Stated problem: Collect every line of the listing below that contains the word "white", matching case exactly.

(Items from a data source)
>>>>
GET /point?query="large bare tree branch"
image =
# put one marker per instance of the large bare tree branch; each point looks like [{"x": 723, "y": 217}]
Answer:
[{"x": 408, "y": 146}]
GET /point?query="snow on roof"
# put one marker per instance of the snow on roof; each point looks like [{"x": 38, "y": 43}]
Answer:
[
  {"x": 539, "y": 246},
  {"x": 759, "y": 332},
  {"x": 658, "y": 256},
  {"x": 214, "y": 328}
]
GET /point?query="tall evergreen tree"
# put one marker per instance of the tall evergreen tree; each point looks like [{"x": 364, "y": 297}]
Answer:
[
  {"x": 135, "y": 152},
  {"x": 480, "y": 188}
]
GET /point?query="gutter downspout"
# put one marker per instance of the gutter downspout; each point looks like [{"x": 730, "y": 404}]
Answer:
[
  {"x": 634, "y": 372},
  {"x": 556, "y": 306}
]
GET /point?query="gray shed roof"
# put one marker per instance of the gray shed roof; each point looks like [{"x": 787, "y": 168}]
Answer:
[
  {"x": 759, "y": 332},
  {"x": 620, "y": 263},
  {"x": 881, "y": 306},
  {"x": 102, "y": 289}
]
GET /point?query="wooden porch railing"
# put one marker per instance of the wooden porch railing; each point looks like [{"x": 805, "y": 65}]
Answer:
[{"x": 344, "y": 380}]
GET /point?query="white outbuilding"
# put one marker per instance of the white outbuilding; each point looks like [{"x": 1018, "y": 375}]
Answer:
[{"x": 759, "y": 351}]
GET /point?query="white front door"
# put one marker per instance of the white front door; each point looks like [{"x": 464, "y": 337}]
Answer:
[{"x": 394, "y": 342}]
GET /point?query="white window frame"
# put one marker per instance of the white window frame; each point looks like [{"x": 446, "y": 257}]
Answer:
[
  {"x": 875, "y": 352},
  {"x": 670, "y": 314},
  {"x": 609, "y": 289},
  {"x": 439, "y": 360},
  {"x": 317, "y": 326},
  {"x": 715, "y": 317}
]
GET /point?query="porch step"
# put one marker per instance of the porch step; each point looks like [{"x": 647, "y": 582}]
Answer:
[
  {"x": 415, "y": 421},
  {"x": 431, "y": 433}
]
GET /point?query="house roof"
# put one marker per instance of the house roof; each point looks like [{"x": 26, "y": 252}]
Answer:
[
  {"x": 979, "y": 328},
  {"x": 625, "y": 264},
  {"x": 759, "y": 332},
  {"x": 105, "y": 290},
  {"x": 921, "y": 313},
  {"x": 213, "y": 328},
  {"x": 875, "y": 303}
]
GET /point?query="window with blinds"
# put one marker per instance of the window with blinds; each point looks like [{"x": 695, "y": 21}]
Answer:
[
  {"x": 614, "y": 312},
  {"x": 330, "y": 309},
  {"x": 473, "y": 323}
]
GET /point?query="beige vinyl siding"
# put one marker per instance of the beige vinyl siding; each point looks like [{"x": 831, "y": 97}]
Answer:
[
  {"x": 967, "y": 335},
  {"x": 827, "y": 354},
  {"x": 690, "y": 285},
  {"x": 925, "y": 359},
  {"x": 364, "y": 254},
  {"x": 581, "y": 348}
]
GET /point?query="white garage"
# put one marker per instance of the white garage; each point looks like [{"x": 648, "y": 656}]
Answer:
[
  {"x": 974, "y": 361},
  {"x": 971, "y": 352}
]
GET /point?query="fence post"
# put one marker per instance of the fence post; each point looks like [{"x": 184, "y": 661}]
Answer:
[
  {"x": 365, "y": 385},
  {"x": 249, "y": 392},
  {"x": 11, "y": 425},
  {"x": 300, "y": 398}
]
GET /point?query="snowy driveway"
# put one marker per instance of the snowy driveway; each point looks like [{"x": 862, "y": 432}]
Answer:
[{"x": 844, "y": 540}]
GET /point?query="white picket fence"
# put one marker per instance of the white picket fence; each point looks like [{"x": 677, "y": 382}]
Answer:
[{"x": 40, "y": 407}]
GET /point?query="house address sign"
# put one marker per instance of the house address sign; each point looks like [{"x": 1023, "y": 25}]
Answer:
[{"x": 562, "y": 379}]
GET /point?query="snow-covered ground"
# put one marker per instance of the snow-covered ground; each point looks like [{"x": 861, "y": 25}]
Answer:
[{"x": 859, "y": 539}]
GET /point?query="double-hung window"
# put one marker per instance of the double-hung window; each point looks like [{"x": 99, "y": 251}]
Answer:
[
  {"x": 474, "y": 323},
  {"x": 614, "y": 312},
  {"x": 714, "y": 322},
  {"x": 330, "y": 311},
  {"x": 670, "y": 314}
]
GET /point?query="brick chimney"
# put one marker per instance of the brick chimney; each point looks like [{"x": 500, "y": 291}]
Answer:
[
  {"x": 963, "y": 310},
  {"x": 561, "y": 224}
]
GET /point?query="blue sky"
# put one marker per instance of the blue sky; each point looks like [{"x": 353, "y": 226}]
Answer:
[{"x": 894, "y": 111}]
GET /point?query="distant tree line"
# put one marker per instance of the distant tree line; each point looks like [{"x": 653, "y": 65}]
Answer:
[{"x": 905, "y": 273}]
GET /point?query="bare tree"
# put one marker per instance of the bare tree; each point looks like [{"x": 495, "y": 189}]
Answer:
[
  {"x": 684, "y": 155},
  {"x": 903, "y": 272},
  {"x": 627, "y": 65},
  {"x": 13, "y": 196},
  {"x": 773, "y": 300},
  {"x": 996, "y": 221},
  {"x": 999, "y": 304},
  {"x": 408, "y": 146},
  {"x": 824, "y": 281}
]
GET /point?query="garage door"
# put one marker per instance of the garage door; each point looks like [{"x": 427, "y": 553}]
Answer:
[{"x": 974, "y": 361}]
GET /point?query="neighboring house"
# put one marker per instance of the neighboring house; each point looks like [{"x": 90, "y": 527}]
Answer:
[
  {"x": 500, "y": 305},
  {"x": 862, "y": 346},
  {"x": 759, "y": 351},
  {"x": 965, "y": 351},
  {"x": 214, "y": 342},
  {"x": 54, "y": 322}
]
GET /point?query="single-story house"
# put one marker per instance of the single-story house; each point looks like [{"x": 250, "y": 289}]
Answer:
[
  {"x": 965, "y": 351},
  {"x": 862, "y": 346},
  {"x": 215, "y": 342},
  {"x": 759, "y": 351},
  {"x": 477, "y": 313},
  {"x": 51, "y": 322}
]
<<<<
The reply:
GET /point?query="white outbuilding"
# put one marker per instance of the white outbuilding; each point looks like [{"x": 1018, "y": 375}]
GET /point?query="white front door"
# put one marker per instance of the white front door; each point looks like [{"x": 464, "y": 337}]
GET /point?query="white window frame"
# put one marker per instance of the white window frame; each point looks like [{"x": 446, "y": 257}]
GET /point?query="white garage"
# put one marker per instance of the white garage; each point looks like [{"x": 648, "y": 656}]
GET /point?query="white picket fence"
# put one marker per instance of the white picket fence; each point looks like [{"x": 677, "y": 382}]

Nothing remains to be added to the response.